◆ TASK PROMPT ◆
Render the records between the lines holding "the white van" and "column 153, row 682", inclusive, as a two-column CSV with the columns request and answer. Give one row per record, put each value in a single quoted field, and replace line breaks with spaces.

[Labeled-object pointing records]

# # #

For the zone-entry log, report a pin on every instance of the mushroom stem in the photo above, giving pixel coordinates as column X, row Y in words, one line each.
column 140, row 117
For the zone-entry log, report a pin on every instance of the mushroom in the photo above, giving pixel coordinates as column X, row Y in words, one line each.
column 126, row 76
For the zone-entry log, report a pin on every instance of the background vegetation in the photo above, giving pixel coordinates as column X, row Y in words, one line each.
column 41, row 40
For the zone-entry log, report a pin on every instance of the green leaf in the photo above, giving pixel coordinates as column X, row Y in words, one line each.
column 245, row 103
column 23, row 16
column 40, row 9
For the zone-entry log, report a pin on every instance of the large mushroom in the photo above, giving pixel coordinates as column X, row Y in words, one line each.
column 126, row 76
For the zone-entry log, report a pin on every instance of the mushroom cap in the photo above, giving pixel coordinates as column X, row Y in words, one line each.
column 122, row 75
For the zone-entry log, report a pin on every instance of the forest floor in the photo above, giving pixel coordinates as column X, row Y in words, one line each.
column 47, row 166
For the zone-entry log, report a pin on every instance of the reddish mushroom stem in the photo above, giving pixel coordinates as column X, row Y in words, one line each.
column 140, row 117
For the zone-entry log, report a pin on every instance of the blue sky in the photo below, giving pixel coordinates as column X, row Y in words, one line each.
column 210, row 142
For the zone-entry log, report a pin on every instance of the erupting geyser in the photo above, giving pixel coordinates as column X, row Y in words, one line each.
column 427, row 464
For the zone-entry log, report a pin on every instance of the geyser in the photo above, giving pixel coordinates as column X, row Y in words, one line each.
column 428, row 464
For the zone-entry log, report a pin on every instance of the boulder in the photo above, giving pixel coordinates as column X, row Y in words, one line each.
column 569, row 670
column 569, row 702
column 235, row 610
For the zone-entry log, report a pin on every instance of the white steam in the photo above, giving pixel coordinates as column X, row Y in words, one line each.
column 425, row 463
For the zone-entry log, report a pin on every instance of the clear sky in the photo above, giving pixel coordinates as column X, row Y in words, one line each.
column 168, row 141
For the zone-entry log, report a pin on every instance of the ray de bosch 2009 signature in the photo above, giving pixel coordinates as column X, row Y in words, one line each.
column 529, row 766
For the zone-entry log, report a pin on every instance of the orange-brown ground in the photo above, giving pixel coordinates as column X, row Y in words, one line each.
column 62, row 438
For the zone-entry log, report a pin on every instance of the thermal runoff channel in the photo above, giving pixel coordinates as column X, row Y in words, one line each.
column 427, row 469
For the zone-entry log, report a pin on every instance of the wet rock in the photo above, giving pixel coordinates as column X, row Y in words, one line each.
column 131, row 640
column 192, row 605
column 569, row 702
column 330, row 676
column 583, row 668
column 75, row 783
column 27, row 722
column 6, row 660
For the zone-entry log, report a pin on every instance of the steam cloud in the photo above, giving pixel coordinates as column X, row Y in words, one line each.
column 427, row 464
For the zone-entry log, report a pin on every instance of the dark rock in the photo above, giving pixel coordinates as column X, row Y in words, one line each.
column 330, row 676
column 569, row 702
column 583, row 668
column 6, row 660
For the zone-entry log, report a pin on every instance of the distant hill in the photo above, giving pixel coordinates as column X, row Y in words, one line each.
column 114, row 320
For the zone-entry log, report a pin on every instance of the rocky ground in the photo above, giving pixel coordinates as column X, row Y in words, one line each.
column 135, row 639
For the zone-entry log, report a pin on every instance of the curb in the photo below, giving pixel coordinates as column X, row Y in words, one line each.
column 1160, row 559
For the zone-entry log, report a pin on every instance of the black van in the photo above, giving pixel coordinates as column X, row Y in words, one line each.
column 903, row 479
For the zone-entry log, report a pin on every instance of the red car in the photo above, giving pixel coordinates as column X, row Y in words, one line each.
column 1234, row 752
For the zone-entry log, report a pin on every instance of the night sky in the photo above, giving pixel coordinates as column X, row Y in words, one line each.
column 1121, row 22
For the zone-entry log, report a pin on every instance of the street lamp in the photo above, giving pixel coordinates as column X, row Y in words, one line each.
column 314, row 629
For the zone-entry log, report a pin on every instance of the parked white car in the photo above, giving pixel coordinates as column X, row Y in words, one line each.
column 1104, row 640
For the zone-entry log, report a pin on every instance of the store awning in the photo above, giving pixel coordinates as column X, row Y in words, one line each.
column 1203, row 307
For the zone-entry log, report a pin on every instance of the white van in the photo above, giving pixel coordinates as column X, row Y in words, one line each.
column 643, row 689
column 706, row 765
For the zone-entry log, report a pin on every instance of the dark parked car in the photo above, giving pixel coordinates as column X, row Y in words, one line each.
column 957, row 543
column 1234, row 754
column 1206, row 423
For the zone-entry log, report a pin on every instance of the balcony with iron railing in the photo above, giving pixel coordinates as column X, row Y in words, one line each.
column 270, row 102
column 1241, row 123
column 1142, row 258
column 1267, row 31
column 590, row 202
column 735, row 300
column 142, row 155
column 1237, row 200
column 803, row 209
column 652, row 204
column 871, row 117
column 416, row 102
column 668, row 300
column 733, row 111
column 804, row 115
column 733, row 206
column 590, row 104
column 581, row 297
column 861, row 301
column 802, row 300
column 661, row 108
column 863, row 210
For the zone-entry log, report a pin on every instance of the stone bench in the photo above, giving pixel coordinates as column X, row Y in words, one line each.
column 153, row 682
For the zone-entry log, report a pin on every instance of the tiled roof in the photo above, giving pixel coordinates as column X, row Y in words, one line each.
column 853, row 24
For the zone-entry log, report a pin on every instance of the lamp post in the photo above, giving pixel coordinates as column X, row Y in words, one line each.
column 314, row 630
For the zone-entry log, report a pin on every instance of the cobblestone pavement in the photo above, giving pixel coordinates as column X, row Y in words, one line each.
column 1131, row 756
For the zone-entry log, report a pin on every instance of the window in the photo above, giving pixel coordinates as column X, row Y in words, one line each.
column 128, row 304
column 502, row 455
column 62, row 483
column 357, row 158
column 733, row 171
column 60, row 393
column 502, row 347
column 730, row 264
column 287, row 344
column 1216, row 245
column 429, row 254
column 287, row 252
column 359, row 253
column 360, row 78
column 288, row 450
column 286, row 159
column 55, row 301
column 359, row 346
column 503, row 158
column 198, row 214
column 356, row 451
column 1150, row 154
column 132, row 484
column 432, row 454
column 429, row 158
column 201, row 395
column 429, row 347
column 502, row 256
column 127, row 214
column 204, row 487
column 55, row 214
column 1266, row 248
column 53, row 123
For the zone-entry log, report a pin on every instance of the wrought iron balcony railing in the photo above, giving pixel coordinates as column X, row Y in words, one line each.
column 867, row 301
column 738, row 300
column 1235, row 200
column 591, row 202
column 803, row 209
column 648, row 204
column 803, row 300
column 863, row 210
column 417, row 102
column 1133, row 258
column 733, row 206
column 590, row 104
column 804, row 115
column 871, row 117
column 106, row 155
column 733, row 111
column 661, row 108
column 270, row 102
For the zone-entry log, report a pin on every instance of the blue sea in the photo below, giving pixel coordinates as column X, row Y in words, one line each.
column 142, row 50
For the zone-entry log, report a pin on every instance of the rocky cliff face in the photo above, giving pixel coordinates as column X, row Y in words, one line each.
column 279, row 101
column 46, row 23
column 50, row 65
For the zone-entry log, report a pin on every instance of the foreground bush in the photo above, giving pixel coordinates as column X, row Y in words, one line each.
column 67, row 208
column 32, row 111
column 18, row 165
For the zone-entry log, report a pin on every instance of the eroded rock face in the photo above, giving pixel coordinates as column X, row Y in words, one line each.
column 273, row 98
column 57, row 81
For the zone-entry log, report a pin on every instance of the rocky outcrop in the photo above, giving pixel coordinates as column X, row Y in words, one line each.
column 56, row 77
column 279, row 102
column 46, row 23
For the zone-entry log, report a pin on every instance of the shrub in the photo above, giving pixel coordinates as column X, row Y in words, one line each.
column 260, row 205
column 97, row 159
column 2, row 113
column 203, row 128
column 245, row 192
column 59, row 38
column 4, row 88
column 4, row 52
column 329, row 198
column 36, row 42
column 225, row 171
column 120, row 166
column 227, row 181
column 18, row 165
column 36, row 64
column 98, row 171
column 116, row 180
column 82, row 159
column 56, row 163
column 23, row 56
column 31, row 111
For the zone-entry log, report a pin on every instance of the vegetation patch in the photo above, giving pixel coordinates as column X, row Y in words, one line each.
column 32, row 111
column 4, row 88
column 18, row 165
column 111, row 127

# # #

◆ RESULT ◆
request,answer
"For the zone-entry log, report a pin on every instance of the white van in the photo above, giving pixel coordinates as column X, row Y in words, one line each.","column 643, row 689 column 706, row 765"
"For the zone-entry log, report a pin on every instance of the dark parked car in the photo above, giving pixel coordinates as column X, row Y in words, one line each.","column 957, row 543 column 1234, row 754 column 1206, row 423"
"For the zone-entry log, report a pin on every instance of the balcony with iron railing in the photo above, giving pixel coordinates as column X, row Y in words, one line each.","column 270, row 102 column 1241, row 123 column 1142, row 258 column 1267, row 31 column 590, row 202 column 735, row 300 column 142, row 155 column 1237, row 200 column 803, row 209 column 652, row 204 column 871, row 117 column 416, row 102 column 668, row 300 column 733, row 111 column 804, row 115 column 733, row 206 column 590, row 104 column 581, row 297 column 861, row 301 column 802, row 300 column 661, row 108 column 863, row 210"
"For the zone-entry log, report a pin on every instance of the stone bench in the photo above, giving pixel coordinates as column X, row Y in words, one line each.","column 153, row 682"